▸ **Work to complete**:
Turn the lines below, from the line with "Formation-chart tagging: label the black jeans" to the line with "(1036, 503)", into a numbered list that includes both of those lines, leaves out any blank lines and covers no other lines.

▸ **Data**:
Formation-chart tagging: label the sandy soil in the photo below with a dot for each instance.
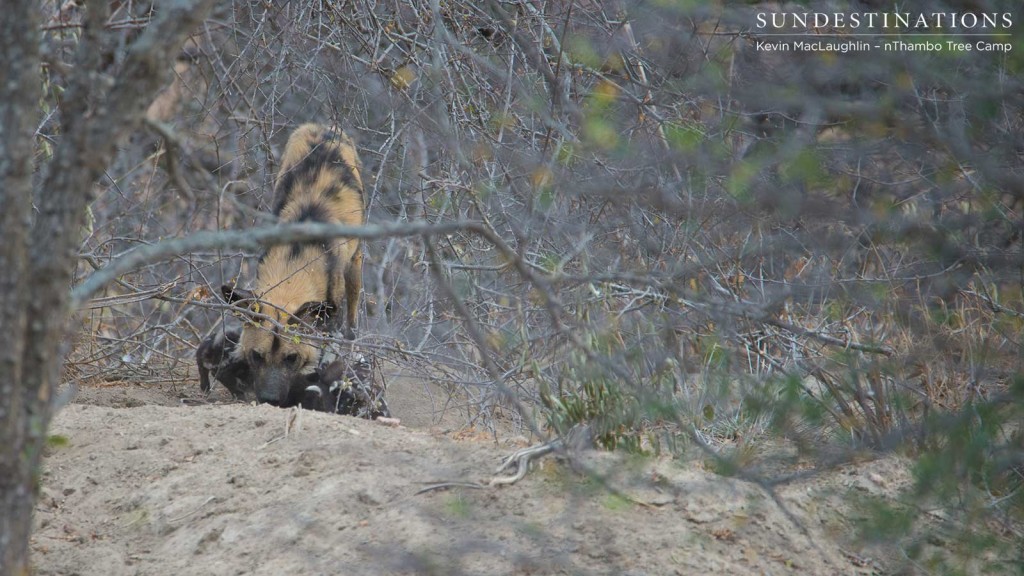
(137, 483)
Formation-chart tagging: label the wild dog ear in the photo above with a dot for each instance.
(314, 314)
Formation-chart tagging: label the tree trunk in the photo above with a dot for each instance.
(37, 259)
(19, 445)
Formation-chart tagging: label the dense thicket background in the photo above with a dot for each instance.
(707, 248)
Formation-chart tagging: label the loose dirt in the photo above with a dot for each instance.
(137, 483)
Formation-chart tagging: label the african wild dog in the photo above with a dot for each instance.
(346, 388)
(218, 356)
(300, 286)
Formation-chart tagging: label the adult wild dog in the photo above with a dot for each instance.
(300, 286)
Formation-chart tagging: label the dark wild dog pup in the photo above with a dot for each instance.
(345, 388)
(300, 286)
(218, 356)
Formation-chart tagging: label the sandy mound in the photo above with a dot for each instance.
(136, 487)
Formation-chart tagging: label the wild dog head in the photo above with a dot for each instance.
(273, 341)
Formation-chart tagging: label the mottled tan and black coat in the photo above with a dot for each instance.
(300, 286)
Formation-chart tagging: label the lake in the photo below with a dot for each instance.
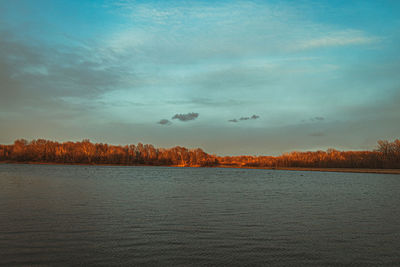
(119, 215)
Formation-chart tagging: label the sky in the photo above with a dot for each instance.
(231, 77)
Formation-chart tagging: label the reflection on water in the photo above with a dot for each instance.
(103, 215)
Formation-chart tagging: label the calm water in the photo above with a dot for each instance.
(102, 215)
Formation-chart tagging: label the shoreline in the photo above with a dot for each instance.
(348, 170)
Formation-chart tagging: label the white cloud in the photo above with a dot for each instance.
(340, 38)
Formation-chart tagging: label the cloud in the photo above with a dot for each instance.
(317, 119)
(317, 134)
(342, 38)
(164, 122)
(186, 117)
(254, 117)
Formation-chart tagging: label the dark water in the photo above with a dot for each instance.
(87, 215)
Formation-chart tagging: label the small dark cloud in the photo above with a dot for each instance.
(254, 117)
(164, 122)
(317, 119)
(317, 134)
(186, 117)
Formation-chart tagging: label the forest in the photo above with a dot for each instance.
(385, 156)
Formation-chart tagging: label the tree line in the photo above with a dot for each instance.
(386, 155)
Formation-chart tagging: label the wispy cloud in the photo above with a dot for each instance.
(253, 117)
(341, 38)
(186, 117)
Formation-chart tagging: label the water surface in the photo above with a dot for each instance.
(112, 215)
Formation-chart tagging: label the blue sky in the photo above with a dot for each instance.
(316, 74)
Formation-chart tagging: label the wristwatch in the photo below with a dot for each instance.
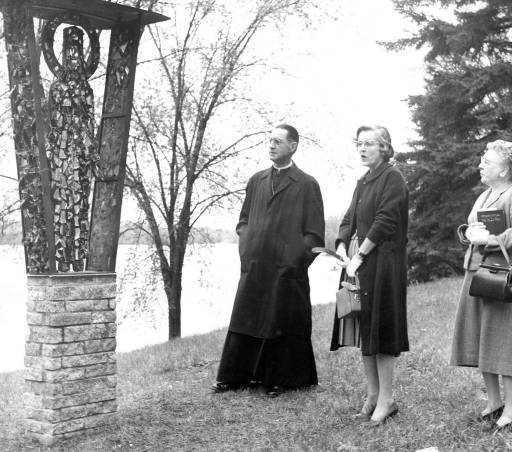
(361, 255)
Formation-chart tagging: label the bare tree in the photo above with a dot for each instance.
(177, 164)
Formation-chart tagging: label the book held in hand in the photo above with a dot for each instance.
(494, 220)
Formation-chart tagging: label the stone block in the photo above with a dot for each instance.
(85, 332)
(42, 415)
(90, 409)
(82, 292)
(100, 345)
(103, 317)
(100, 420)
(69, 318)
(33, 426)
(36, 318)
(45, 334)
(43, 362)
(43, 388)
(37, 293)
(58, 376)
(47, 306)
(34, 374)
(44, 439)
(99, 370)
(89, 385)
(87, 360)
(86, 305)
(71, 348)
(64, 427)
(33, 349)
(78, 399)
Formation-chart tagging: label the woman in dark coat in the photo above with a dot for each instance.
(374, 234)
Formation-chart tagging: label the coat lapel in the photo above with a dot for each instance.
(290, 177)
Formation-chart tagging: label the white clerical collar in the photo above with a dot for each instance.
(283, 167)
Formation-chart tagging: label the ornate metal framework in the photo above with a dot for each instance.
(57, 150)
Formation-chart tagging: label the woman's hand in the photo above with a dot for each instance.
(477, 233)
(353, 265)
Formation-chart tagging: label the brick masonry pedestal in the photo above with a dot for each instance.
(70, 362)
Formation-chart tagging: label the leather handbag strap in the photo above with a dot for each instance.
(503, 249)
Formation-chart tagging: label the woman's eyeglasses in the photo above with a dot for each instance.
(365, 143)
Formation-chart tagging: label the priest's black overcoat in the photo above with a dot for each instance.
(277, 232)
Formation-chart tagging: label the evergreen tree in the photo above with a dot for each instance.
(467, 103)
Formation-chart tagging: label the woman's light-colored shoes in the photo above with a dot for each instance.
(367, 411)
(502, 424)
(393, 409)
(490, 415)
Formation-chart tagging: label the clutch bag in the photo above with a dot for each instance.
(348, 300)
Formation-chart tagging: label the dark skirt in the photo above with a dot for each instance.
(285, 361)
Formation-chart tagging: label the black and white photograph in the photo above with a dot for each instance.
(255, 225)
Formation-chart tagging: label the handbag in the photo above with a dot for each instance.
(493, 279)
(348, 300)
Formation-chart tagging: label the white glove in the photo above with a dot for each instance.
(477, 235)
(341, 250)
(353, 265)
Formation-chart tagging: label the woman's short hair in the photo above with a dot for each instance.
(504, 150)
(383, 137)
(292, 133)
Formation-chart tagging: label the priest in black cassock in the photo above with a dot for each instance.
(282, 218)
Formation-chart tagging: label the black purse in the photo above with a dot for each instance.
(348, 299)
(493, 279)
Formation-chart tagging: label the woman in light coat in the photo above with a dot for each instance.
(483, 328)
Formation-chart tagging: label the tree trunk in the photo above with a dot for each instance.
(173, 293)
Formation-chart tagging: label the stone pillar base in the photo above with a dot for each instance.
(70, 362)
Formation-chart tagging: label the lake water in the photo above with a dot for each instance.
(210, 278)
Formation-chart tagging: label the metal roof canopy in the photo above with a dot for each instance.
(101, 14)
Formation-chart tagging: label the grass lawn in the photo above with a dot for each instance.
(165, 403)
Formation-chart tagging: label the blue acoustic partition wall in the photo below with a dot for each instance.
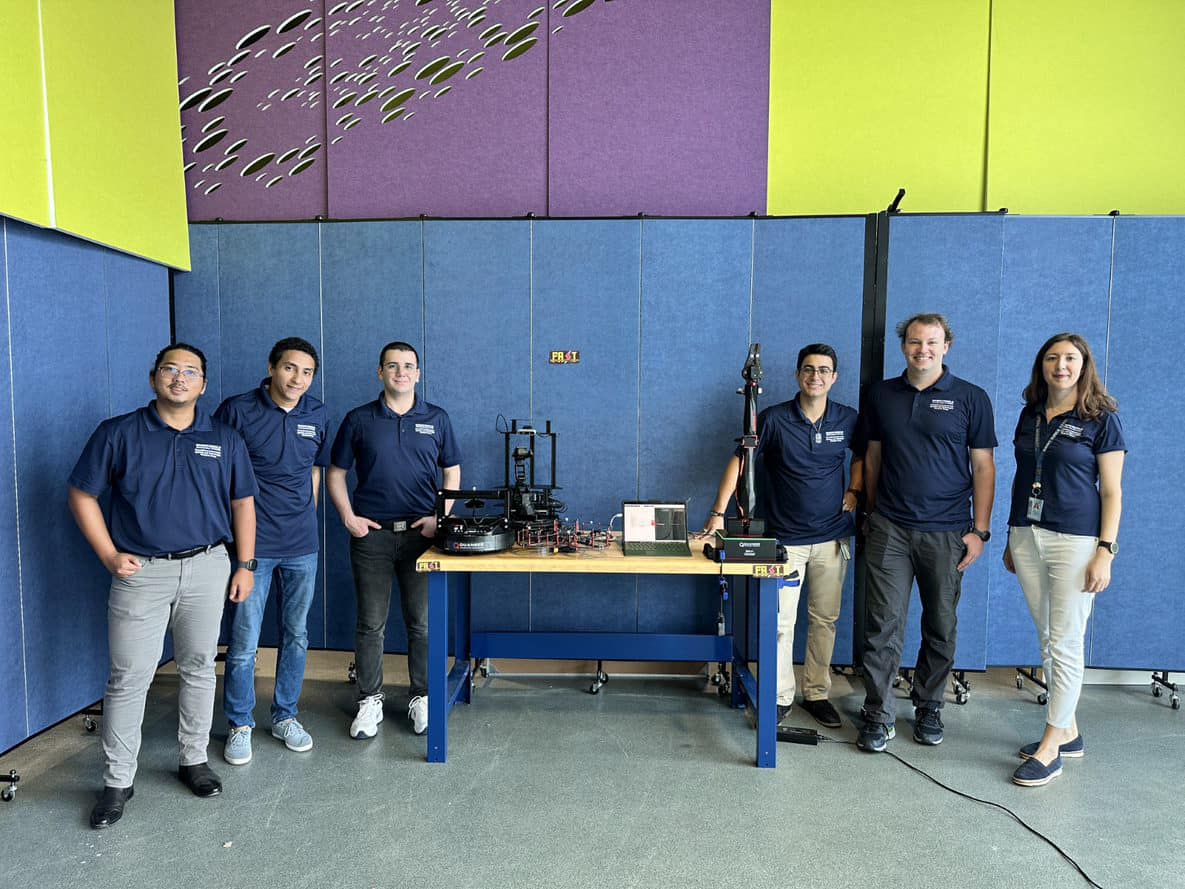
(1055, 277)
(478, 364)
(1140, 620)
(950, 266)
(585, 298)
(697, 289)
(14, 710)
(83, 325)
(661, 313)
(808, 287)
(371, 294)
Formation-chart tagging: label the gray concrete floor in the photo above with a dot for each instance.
(648, 784)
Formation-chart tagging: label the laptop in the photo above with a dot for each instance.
(652, 528)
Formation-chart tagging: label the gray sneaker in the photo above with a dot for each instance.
(238, 746)
(293, 734)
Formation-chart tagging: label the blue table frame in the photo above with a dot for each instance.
(448, 686)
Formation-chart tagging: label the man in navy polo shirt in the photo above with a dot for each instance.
(181, 487)
(930, 477)
(804, 445)
(398, 445)
(287, 436)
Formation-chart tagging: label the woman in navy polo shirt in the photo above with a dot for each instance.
(1062, 529)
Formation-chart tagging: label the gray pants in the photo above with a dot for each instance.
(187, 598)
(895, 557)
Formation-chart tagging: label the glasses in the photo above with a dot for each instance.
(187, 373)
(808, 370)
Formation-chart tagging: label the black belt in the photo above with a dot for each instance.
(187, 554)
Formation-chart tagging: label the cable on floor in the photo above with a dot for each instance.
(1017, 818)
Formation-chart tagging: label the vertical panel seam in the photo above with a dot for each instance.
(753, 266)
(45, 117)
(1110, 294)
(15, 479)
(638, 411)
(530, 319)
(325, 507)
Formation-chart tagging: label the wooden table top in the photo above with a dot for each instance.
(590, 561)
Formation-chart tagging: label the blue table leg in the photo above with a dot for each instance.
(437, 666)
(462, 638)
(768, 593)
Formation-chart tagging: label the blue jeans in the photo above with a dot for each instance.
(298, 577)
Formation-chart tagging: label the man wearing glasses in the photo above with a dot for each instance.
(287, 435)
(398, 446)
(181, 487)
(804, 446)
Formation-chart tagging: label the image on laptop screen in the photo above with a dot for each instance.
(654, 529)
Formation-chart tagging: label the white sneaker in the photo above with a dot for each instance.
(370, 715)
(417, 711)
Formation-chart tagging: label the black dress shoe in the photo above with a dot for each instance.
(200, 779)
(822, 712)
(109, 807)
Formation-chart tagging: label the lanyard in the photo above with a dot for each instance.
(1041, 451)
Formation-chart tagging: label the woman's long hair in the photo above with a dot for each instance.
(1093, 396)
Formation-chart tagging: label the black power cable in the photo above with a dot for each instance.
(1004, 808)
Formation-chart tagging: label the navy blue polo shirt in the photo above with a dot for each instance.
(284, 446)
(805, 466)
(1069, 471)
(171, 490)
(924, 440)
(396, 458)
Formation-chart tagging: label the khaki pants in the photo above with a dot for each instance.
(822, 567)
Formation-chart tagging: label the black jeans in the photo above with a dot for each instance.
(377, 560)
(895, 557)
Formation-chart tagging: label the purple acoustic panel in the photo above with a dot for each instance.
(252, 108)
(658, 107)
(437, 107)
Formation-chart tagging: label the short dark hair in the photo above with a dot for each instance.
(185, 346)
(928, 319)
(818, 349)
(293, 344)
(399, 345)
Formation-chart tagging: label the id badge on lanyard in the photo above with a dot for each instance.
(1036, 503)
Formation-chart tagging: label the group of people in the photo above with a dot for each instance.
(922, 461)
(207, 507)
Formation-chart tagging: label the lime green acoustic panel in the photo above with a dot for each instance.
(866, 96)
(24, 165)
(115, 142)
(1087, 107)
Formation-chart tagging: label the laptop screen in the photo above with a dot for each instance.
(654, 522)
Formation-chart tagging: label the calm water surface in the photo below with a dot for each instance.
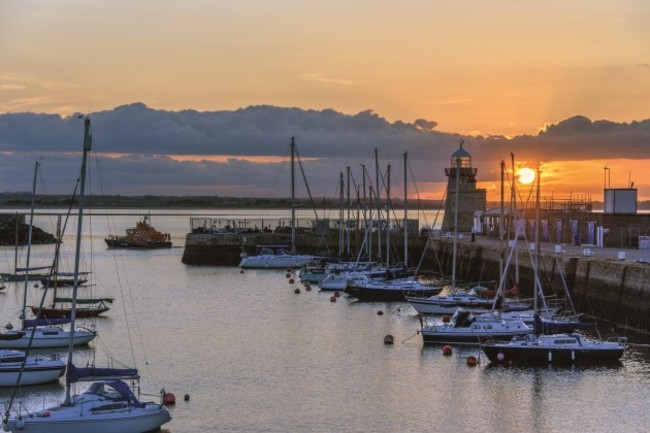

▸ **Result of the exercise**:
1. Formation-chart tagging: label the black jeans in the photo above with a dot for each instance.
2. (377, 560)
3. (895, 557)
4. Formation-chart tagging: label the purple acoustic panel in the photo above with a dot for each instance.
5. (252, 108)
6. (658, 107)
7. (437, 107)
8. Formation-chart tagging: label the short dark hair in the photo above with a dot for each instance.
9. (185, 346)
10. (928, 319)
11. (818, 349)
12. (293, 344)
13. (399, 345)
14. Formation-chart tagging: label the id badge on lanyard in the photo above with a dot for each instance.
15. (1036, 503)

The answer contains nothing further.